Document segment:
○ ○ ○ ○ ○

Skip to contents

k-nearest neighbors for outlier detection

Usage

xknn(
  data,
  output,
  exclude = NULL,
  metric = "manhattan",
  mode = "soft",
  pc = FALSE,
  boot = FALSE,
  var,
  pcvar = NULL
)

Arguments

data

Data frame of species records with environmental data.

output

Either clean: for data frame with no suspicious outliers or outlier: to return dataframe with only outliers.

exclude

Exclude variables that should not be considered in the fitting the one class model, for example x and y columns or latitude/longitude or any column that the user doesn't want to consider.

metric

The different metric distances to compute the distances among the environmental predictors. See dist function and how te different distances are applied. The different measures are allowed including "euclidean", "maximum", "manhattan", "canberra", "binary".

mode

This includes soft when the outliers are removed using mean to compute the z-scores or robust when median absolute deviation.

pc

Whether principal component analysis will be computed. Default FALSE

boot

Whether bootstrapping will be computed. Default FALSE

var

The variable of concern, which is vital for univariate outlier detection methods

pcvar

Principal component analysis to e used for outlier detection after PCA. Default PC1

Value

Dataframe with or with no outliers.

Examples


if (FALSE) { # \dontrun{

data("efidata")

gbd <- check_names(data = efidata, colsp='scientificName', pct=90, merge=TRUE)

danube <- system.file('extdata/danube.shp.zip', package='specleanr')

db <- sf::st_read(danube, quiet=TRUE)

wcd <- terra::rast(system.file('extdata/worldclim.tiff', package='specleanr'))

refdata <- pred_extract(data = gbd, raster= wcd ,
                       lat = 'decimalLatitude',
                       lon= 'decimalLongitude',
                       colsp = 'speciescheck',
                       bbox = db,
                       minpts = 10)

lofout <- xknn(data = refdata[['Salmo trutta']], exclude = c("x", "y"),
                output='outlier', metric ='manhattan',
                 mode = "soft")
} # }

○ ○ ○ ○ ○

Extracted information:
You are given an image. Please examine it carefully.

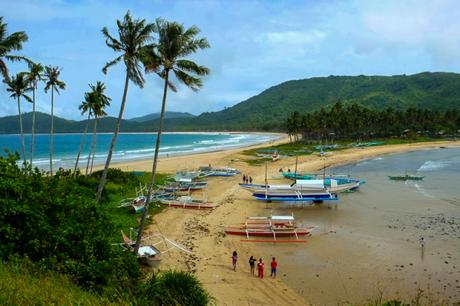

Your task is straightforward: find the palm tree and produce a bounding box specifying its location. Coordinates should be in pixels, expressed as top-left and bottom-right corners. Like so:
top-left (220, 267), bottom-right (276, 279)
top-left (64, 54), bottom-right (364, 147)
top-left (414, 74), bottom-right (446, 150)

top-left (0, 17), bottom-right (30, 81)
top-left (73, 92), bottom-right (93, 173)
top-left (4, 72), bottom-right (32, 166)
top-left (45, 66), bottom-right (65, 176)
top-left (27, 63), bottom-right (44, 168)
top-left (134, 19), bottom-right (209, 253)
top-left (86, 81), bottom-right (112, 175)
top-left (96, 11), bottom-right (154, 202)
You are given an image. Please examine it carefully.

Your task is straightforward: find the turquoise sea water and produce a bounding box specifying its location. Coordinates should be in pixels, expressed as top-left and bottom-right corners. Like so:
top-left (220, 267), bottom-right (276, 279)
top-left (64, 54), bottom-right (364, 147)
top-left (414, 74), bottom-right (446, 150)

top-left (0, 133), bottom-right (277, 169)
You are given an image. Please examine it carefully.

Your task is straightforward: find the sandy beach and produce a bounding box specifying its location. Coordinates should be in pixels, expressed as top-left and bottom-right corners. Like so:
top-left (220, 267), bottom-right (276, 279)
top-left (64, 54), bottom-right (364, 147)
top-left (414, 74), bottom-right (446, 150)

top-left (105, 138), bottom-right (460, 305)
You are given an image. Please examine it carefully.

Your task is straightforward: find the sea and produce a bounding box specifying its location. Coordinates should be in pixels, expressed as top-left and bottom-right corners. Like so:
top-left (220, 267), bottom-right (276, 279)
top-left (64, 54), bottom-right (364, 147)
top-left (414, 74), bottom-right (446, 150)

top-left (0, 133), bottom-right (280, 170)
top-left (260, 148), bottom-right (460, 305)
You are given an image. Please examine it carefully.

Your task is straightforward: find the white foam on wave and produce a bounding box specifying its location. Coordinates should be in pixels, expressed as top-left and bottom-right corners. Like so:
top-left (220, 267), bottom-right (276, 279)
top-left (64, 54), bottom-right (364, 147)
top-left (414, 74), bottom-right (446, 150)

top-left (418, 160), bottom-right (450, 171)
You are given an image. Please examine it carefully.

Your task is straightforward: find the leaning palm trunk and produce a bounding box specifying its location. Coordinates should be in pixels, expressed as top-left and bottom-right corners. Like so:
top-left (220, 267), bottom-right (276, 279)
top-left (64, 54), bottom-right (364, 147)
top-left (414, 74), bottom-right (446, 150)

top-left (96, 70), bottom-right (129, 202)
top-left (134, 70), bottom-right (169, 254)
top-left (85, 115), bottom-right (97, 175)
top-left (89, 134), bottom-right (97, 175)
top-left (73, 112), bottom-right (91, 174)
top-left (50, 85), bottom-right (54, 176)
top-left (18, 95), bottom-right (27, 167)
top-left (30, 82), bottom-right (37, 168)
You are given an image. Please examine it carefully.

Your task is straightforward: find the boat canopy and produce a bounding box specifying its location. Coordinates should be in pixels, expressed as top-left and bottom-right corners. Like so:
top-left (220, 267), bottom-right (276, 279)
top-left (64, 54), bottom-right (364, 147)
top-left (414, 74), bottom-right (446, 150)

top-left (137, 245), bottom-right (160, 256)
top-left (295, 180), bottom-right (324, 188)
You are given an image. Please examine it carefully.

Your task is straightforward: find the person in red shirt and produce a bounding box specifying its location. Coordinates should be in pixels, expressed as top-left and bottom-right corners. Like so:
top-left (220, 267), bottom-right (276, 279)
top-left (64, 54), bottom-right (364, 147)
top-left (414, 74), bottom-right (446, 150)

top-left (257, 258), bottom-right (264, 278)
top-left (270, 257), bottom-right (278, 277)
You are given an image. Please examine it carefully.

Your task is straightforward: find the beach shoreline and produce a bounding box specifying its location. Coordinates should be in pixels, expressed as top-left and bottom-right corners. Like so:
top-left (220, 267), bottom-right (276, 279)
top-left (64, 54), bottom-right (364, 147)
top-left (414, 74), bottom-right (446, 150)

top-left (119, 137), bottom-right (460, 305)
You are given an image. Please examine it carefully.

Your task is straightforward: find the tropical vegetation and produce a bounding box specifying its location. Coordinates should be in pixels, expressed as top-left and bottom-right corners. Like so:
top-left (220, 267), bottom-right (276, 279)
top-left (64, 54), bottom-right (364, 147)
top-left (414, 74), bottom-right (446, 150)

top-left (285, 102), bottom-right (460, 141)
top-left (0, 16), bottom-right (29, 81)
top-left (96, 11), bottom-right (154, 201)
top-left (45, 66), bottom-right (65, 175)
top-left (4, 73), bottom-right (32, 165)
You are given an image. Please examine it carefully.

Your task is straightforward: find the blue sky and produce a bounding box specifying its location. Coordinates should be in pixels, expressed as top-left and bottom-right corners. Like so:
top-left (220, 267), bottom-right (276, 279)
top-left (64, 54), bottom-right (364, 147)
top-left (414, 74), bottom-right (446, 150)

top-left (0, 0), bottom-right (460, 120)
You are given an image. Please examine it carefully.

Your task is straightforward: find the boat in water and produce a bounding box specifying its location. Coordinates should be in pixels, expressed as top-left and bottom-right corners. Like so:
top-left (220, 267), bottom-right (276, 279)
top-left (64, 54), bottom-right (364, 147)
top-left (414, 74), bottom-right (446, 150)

top-left (160, 196), bottom-right (215, 209)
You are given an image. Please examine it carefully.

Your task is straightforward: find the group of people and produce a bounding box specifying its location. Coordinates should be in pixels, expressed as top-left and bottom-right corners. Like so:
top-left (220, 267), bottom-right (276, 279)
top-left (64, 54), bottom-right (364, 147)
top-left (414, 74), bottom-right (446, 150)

top-left (232, 251), bottom-right (278, 278)
top-left (243, 174), bottom-right (252, 184)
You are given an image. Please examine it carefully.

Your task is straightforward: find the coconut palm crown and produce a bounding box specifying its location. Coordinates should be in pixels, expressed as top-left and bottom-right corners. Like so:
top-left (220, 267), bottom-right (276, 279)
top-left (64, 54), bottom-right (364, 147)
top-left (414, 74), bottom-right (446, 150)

top-left (134, 18), bottom-right (209, 253)
top-left (0, 17), bottom-right (29, 81)
top-left (4, 72), bottom-right (32, 165)
top-left (96, 11), bottom-right (155, 201)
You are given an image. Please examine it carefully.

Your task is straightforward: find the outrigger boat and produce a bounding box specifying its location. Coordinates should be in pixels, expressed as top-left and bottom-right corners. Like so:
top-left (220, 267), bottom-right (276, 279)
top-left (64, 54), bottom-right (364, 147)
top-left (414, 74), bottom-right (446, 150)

top-left (224, 216), bottom-right (312, 242)
top-left (160, 196), bottom-right (215, 209)
top-left (119, 228), bottom-right (192, 268)
top-left (160, 181), bottom-right (207, 192)
top-left (388, 174), bottom-right (424, 181)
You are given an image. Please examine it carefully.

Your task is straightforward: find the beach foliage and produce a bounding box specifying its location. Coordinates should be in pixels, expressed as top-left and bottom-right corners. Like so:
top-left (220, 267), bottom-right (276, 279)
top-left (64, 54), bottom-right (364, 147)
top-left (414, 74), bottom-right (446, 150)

top-left (285, 102), bottom-right (460, 141)
top-left (0, 16), bottom-right (30, 81)
top-left (0, 155), bottom-right (140, 292)
top-left (96, 11), bottom-right (155, 201)
top-left (142, 271), bottom-right (213, 306)
top-left (134, 18), bottom-right (209, 252)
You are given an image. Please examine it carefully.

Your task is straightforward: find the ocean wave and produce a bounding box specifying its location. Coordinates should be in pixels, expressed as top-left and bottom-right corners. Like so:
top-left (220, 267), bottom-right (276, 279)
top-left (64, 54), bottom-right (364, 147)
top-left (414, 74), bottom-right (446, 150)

top-left (418, 160), bottom-right (450, 171)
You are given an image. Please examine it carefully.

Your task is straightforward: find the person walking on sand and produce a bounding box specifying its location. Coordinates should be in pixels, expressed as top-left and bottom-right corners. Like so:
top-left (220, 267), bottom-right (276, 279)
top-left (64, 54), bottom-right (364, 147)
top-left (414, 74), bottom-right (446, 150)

top-left (270, 257), bottom-right (278, 278)
top-left (257, 258), bottom-right (264, 278)
top-left (249, 256), bottom-right (257, 276)
top-left (232, 251), bottom-right (238, 272)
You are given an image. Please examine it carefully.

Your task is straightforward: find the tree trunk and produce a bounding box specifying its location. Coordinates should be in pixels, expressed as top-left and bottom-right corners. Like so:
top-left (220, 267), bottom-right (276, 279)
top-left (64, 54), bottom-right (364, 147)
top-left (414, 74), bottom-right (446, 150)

top-left (85, 115), bottom-right (97, 175)
top-left (18, 95), bottom-right (27, 167)
top-left (134, 70), bottom-right (169, 254)
top-left (50, 85), bottom-right (54, 176)
top-left (73, 111), bottom-right (91, 174)
top-left (96, 70), bottom-right (129, 202)
top-left (30, 81), bottom-right (37, 169)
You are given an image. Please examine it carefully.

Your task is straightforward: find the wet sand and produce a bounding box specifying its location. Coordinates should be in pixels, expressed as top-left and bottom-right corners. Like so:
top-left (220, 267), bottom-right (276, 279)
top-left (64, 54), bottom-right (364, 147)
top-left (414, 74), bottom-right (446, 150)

top-left (107, 140), bottom-right (460, 305)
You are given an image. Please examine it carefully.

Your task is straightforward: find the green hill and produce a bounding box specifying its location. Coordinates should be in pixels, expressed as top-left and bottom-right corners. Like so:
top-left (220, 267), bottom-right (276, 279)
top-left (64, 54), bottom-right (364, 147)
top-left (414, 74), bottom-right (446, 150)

top-left (168, 72), bottom-right (460, 130)
top-left (0, 72), bottom-right (460, 134)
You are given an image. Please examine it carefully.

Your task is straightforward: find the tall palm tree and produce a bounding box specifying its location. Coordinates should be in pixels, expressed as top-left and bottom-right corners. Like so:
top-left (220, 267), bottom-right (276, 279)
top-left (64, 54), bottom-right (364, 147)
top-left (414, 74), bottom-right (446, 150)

top-left (73, 92), bottom-right (93, 173)
top-left (134, 19), bottom-right (209, 253)
top-left (4, 72), bottom-right (32, 166)
top-left (0, 17), bottom-right (29, 81)
top-left (45, 66), bottom-right (65, 176)
top-left (86, 81), bottom-right (112, 175)
top-left (27, 63), bottom-right (45, 168)
top-left (96, 11), bottom-right (154, 202)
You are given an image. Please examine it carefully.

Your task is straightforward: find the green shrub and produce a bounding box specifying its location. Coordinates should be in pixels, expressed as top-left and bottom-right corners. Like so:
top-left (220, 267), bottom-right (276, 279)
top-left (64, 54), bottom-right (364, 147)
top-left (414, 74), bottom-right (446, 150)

top-left (141, 271), bottom-right (213, 306)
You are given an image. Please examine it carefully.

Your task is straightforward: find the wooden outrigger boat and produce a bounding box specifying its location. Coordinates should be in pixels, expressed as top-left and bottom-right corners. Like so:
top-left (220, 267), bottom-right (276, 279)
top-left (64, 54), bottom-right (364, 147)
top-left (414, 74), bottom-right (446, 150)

top-left (388, 174), bottom-right (425, 181)
top-left (224, 216), bottom-right (312, 242)
top-left (116, 228), bottom-right (192, 268)
top-left (160, 196), bottom-right (215, 209)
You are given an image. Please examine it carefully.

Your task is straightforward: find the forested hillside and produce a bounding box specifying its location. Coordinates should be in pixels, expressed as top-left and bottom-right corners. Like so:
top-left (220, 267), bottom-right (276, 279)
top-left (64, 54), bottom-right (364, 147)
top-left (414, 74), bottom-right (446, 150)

top-left (0, 72), bottom-right (460, 134)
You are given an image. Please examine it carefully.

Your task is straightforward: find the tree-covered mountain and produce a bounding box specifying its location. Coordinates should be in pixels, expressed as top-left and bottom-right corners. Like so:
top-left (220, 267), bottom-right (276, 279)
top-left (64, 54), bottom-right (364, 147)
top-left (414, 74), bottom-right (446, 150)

top-left (128, 112), bottom-right (195, 122)
top-left (0, 72), bottom-right (460, 133)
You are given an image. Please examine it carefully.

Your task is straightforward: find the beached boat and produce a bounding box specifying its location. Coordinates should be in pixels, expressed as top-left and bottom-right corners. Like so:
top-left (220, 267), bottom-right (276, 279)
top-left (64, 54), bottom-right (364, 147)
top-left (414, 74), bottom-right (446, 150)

top-left (224, 216), bottom-right (311, 240)
top-left (116, 228), bottom-right (191, 268)
top-left (160, 196), bottom-right (214, 209)
top-left (240, 179), bottom-right (360, 196)
top-left (388, 174), bottom-right (424, 181)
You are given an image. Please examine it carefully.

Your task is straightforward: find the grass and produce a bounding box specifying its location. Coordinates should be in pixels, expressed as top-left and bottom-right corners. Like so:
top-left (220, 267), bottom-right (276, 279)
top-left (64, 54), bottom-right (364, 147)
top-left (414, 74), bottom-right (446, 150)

top-left (102, 172), bottom-right (168, 243)
top-left (0, 262), bottom-right (117, 305)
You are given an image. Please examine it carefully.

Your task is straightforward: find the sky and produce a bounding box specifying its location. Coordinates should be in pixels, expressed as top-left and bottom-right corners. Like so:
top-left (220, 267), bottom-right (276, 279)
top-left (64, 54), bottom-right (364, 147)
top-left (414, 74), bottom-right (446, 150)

top-left (0, 0), bottom-right (460, 120)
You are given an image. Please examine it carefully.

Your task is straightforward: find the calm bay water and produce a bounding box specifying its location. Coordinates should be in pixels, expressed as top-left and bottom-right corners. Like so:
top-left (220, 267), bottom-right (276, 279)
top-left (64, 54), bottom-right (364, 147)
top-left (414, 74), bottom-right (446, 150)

top-left (255, 148), bottom-right (460, 305)
top-left (0, 133), bottom-right (277, 169)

○ ○ ○ ○ ○

Requirements:
Retype the k-nearest neighbors documentation from "Whether bootstrapping will" to "with no outliers." word for word. The lines aren't needed for what comes next.

Exercise solution:
Whether bootstrapping will be computed. Default FALSE

var

The variable of concern, which is vital for univariate outlier detection methods

pcvar

Principal component analysis to e used for outlier detection after PCA. Default PC1

Value

Dataframe with or with no outliers.